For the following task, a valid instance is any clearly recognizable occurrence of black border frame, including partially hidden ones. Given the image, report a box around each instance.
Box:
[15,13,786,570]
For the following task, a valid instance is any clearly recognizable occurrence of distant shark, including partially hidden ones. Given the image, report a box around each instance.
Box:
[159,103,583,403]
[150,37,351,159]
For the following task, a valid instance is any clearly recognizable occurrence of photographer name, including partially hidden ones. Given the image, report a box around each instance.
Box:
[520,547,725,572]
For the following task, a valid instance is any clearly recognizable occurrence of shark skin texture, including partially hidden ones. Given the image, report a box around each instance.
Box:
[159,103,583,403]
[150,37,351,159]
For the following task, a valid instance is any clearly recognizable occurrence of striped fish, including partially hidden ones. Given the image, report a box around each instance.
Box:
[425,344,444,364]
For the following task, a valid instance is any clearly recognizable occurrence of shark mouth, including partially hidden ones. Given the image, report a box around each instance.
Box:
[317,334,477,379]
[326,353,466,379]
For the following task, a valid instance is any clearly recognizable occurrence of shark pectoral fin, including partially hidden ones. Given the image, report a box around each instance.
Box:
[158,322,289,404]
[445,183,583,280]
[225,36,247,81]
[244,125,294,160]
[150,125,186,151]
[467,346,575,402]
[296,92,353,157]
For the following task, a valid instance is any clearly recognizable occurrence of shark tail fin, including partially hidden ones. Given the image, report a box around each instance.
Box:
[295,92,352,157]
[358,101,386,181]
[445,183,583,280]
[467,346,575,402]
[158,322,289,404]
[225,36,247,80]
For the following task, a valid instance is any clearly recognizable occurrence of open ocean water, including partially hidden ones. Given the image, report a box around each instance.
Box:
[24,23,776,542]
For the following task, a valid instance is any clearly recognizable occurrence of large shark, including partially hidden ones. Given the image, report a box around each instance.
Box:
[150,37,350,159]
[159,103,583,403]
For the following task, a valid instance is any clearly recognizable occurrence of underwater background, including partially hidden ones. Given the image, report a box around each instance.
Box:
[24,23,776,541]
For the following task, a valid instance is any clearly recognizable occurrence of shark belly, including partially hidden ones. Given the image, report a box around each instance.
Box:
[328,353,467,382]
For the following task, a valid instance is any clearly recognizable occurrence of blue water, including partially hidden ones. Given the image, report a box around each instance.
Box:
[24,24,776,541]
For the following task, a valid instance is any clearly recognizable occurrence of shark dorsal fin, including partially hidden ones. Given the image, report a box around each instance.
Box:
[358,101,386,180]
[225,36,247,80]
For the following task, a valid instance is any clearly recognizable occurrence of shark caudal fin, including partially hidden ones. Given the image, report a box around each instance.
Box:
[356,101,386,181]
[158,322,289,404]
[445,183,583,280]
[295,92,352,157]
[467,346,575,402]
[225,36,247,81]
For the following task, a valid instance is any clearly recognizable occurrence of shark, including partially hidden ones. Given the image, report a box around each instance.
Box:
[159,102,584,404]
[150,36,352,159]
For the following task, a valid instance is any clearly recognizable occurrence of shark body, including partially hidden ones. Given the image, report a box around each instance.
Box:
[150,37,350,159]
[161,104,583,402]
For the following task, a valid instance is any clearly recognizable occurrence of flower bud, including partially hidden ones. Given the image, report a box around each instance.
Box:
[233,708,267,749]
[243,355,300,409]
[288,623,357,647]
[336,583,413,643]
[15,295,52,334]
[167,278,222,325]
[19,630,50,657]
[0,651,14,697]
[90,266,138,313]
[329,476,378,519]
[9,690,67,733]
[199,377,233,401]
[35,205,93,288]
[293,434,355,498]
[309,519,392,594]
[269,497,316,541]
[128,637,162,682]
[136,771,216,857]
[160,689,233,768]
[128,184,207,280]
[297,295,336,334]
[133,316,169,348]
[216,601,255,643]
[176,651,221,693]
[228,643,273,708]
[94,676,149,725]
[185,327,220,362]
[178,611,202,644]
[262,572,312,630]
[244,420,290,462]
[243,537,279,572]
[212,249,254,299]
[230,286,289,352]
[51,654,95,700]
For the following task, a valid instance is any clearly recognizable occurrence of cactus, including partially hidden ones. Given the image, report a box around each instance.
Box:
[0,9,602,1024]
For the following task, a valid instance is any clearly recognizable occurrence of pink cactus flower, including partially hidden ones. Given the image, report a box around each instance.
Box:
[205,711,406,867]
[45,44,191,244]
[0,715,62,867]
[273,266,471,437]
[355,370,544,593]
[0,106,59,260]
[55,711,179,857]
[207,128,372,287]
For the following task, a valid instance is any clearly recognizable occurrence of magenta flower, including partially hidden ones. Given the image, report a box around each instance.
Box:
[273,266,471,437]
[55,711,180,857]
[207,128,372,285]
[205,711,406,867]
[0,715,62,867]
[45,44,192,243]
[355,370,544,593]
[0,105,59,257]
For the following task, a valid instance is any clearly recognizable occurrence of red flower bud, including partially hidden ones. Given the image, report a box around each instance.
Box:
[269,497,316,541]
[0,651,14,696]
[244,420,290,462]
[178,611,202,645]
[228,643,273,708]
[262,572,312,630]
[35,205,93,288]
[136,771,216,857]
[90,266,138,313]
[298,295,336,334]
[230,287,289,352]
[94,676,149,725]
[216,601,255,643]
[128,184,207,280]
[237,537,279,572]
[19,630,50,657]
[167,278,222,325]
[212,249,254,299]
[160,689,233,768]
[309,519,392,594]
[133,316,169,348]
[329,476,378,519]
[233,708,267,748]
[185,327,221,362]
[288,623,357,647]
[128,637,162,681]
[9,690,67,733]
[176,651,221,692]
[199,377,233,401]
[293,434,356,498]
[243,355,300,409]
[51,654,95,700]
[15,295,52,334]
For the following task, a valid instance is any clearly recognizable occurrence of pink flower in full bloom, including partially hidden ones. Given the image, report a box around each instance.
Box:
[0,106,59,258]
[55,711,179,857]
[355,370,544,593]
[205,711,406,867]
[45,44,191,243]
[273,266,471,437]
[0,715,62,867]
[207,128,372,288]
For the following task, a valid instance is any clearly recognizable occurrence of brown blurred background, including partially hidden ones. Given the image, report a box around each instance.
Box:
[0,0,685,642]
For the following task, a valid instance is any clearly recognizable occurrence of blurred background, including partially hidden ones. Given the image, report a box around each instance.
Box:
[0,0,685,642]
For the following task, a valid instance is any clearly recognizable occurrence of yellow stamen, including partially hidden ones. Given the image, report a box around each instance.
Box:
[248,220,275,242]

* What you need to do
Copy the lines verbatim, from the first line through the line containing "[15,13,786,570]", with both of those lines included.

* Result for this task
For the following task, a valid instance is any clearly recognizable occurrence of black border frame, including partially hidden ones. Given the image, report a box around each instance.
Box:
[15,13,786,570]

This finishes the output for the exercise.